Dokumen Sumber:
....................

Tambah Bandara Baru, Solusi Dongkrak Target Kunjungan Wisman

Loading

BALI (Independensi.com) – Prof. Dr. I Gde Pitana selaku tenaga ahli bidang Pemasaran Kemenpar RI mengatakan pariwisata Indonesia sejatinya saat ini mengejar target kunjungan wisatawan baik secara kualitas maupun kuantitas.

“Kalau tidak ada turis maka usaha tidak sustainable. Namun kalau banyak turis juga dengan perilaku yang tidak baik maka tidak sustainable,” tegas Prof. Pitana di sela-sela acara Indonesia Tourism Outlook 2019 yang digelar, di Hotel Ayodya Nusa Dua, Jum’at (23/11/2018).

Untuk itu masalah kualitas dan kuantitas ini jangan dipertentangkan. “Jadi harus ada keseimbangan antara kuantitas maupun kualitas,” tambah Pitana. Di sisi lain Pitana mengaku terkejut melihat angka pertumbuhan pariwisata Bali di tahun 2017 yang hanya mencapai 1,32 persen.

....................

[Baris data]
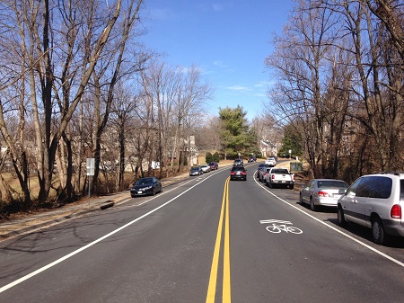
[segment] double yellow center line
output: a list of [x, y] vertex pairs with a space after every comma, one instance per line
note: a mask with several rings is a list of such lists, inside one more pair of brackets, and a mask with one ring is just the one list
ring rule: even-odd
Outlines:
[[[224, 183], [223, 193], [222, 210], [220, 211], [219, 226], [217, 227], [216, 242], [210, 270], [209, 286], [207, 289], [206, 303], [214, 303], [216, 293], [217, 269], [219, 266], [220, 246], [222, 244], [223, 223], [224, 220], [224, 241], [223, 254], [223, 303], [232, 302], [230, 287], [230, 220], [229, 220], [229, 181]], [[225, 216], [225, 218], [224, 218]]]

....................

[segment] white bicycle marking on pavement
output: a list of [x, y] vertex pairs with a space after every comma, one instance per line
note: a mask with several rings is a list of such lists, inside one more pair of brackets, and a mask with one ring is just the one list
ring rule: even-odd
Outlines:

....................

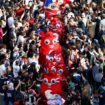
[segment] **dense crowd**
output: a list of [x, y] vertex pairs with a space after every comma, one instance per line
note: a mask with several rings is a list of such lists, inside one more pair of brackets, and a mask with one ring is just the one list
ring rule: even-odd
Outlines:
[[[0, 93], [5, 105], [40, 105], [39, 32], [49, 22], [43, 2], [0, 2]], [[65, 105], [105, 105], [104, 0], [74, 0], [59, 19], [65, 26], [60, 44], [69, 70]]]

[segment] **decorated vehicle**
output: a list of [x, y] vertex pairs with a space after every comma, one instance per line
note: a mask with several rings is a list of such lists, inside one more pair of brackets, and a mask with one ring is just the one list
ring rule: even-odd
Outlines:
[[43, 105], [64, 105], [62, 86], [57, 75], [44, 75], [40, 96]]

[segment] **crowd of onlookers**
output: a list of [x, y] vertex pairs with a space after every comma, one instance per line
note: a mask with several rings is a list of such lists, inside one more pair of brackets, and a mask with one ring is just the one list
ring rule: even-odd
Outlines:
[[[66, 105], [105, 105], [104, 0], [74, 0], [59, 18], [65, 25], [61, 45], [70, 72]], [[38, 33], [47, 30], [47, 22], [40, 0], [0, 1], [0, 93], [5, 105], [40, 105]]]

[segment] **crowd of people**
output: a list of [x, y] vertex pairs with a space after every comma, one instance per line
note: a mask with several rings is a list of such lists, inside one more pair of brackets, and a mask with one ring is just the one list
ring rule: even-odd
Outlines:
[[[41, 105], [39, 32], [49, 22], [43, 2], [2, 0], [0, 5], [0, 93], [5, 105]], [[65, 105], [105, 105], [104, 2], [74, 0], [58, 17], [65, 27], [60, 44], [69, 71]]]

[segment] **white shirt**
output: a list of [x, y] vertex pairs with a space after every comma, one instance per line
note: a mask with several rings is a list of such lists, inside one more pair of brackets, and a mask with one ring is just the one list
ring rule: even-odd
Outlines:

....................

Soal Tertulis:
Jawab berdasarkan artikel tentang target kunjungan wisman:
(a) Siapa yang menjabat sebagai tenaga ahli bidang Pemasaran Kemenpar RI?
(b) Di hotel mana acara Indonesia Tourism Outlook 2019 digelar?
(c) Berapa persen pertumbuhan pariwisata Bali pada tahun 2017?

Jawaban Tertulis:
(a) Prof. Dr. I Gde Pitana
(b) Hotel Ayodya Nusa Dua
(c) 1,32 persen